**** MATERIAL TO PROCESS ****

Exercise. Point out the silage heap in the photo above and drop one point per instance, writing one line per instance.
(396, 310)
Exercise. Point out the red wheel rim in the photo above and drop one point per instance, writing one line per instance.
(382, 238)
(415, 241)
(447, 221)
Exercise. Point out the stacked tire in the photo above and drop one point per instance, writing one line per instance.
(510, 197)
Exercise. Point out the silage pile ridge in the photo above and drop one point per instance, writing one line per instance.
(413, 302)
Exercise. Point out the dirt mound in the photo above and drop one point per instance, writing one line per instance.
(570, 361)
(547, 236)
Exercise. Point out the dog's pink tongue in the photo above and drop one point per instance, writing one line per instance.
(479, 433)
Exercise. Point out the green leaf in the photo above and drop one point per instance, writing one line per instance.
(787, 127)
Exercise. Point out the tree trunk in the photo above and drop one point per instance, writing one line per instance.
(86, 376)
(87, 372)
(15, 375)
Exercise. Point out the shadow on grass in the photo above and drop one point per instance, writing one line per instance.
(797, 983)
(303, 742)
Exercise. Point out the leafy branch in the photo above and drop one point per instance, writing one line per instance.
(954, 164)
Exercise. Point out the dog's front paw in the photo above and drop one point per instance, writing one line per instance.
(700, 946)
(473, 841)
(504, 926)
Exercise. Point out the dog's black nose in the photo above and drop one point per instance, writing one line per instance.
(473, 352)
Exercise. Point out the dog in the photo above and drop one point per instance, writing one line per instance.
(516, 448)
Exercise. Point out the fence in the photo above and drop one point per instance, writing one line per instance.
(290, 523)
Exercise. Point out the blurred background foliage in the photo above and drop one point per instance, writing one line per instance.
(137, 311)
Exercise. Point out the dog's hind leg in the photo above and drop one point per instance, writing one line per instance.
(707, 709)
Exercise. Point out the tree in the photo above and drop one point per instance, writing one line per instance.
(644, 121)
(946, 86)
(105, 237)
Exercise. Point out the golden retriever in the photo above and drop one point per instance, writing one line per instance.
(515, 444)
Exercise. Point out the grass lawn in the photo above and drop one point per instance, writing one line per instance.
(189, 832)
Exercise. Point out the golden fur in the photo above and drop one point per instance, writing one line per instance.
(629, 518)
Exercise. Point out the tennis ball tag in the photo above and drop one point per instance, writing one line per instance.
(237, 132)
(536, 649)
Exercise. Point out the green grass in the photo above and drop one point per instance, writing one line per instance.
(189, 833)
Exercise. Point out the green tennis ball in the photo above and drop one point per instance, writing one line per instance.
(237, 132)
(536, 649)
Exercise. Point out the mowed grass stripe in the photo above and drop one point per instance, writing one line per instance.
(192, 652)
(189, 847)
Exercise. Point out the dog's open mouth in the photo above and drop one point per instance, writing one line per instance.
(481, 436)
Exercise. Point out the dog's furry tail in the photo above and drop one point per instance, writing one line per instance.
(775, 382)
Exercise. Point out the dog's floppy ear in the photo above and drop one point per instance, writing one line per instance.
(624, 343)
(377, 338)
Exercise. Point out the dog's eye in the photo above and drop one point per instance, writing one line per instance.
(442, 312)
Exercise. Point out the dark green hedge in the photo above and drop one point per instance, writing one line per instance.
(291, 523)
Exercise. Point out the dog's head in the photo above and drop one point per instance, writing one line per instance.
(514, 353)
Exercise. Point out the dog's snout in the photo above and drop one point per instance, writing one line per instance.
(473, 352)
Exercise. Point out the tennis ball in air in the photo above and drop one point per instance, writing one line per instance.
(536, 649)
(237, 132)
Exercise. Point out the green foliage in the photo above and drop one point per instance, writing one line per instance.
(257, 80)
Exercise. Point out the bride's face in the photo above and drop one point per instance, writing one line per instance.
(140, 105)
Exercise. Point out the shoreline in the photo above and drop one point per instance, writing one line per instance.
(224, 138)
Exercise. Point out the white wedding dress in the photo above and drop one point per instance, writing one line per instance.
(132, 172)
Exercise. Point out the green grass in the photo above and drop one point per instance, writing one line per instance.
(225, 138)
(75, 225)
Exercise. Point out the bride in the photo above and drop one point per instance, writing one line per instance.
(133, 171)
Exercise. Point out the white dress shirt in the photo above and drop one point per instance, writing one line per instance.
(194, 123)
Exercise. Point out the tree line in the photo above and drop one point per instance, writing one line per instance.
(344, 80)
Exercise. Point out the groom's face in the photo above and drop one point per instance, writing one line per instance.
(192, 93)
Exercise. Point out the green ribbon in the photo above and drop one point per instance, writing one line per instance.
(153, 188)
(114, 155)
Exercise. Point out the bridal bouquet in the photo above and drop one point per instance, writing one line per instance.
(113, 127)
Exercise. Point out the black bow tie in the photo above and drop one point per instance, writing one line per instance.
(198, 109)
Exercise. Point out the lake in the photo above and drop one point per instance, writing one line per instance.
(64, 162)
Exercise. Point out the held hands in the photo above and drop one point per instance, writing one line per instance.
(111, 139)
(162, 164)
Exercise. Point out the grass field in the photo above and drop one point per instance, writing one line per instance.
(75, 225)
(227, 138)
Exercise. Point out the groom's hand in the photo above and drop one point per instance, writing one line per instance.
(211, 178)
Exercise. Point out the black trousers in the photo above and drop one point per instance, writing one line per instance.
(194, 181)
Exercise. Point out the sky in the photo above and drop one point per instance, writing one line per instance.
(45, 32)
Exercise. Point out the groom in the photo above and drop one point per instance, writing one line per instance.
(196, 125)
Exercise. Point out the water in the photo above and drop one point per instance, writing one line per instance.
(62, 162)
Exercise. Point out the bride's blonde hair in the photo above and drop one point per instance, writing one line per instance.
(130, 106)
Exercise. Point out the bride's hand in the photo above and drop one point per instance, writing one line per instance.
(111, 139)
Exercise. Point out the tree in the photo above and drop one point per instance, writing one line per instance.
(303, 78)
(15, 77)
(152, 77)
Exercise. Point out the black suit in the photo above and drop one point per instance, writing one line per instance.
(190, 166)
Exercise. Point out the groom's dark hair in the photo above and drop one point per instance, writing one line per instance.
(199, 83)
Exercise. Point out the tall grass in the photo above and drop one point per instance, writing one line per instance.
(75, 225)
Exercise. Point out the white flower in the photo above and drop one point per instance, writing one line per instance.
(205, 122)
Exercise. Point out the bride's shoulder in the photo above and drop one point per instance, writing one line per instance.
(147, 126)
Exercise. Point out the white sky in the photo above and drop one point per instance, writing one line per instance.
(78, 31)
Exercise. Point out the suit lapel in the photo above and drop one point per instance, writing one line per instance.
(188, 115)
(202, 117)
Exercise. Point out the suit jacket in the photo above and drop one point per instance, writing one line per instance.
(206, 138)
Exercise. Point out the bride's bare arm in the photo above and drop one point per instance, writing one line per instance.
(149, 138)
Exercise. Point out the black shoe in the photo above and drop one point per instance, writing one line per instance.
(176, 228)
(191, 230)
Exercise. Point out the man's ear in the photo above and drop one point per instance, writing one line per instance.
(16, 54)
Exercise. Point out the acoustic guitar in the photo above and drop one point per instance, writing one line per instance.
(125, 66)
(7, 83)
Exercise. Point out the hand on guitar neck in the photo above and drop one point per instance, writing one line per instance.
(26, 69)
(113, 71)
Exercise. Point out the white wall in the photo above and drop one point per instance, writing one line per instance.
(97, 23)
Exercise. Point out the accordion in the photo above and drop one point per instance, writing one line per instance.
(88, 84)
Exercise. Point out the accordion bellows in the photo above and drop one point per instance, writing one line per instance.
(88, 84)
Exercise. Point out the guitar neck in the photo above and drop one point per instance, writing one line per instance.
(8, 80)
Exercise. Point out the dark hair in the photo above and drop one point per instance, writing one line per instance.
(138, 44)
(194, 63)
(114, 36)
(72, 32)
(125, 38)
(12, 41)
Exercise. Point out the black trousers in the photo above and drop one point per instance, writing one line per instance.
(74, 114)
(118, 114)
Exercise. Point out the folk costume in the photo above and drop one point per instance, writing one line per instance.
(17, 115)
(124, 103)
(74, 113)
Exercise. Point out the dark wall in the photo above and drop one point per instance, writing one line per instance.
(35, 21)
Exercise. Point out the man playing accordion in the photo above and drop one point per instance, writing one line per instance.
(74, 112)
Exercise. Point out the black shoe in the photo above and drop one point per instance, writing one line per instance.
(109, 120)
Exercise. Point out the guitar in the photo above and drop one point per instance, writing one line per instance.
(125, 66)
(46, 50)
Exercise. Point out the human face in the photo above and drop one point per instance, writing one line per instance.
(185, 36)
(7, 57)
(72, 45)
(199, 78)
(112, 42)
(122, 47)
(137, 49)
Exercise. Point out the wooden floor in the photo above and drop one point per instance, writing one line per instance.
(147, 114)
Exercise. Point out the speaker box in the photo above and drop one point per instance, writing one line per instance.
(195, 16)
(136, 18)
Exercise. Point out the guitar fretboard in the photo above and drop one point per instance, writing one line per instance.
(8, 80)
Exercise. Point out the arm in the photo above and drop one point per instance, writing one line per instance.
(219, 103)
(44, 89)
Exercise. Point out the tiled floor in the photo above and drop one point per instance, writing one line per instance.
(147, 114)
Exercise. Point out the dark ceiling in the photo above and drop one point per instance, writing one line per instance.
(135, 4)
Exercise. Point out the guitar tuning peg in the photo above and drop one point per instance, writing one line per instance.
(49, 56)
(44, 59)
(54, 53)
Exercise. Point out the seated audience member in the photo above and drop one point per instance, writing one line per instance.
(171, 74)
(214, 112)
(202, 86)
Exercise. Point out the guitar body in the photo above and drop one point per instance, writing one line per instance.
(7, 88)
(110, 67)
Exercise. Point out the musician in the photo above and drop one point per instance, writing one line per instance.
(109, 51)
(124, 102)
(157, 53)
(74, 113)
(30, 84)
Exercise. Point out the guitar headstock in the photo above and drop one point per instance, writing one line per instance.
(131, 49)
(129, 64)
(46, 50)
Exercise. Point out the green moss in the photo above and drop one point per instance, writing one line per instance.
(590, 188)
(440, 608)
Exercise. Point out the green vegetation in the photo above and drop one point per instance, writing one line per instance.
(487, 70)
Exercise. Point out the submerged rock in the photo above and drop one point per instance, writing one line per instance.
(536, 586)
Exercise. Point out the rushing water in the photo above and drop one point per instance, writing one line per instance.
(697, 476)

****

Beginning at the line that holds "Exercise. Point out the musician", reproduce each line of the records above down to and including the last one.

Exercise. Point out the musician in the photo above and drop one point per instance, writing one line per instance.
(109, 51)
(124, 102)
(157, 53)
(74, 113)
(30, 84)
Exercise. Point out the guitar headstock in the photo above and drop one point per instance, writing one line per instance.
(131, 49)
(129, 64)
(46, 50)
Exercise. Point out the green moss in the photo above and drop one point per instance, writing one line per instance.
(590, 188)
(440, 608)
Exercise. Point out the green vegetation in the photo above and drop one point per instance, writing one line per instance.
(487, 70)
Exercise. Point out the submerged rock in the photo above and drop one point per instance, writing one line per instance.
(536, 586)
Exercise. Point out the rushing water in the photo above and drop one point per instance, writing one line per instance.
(697, 476)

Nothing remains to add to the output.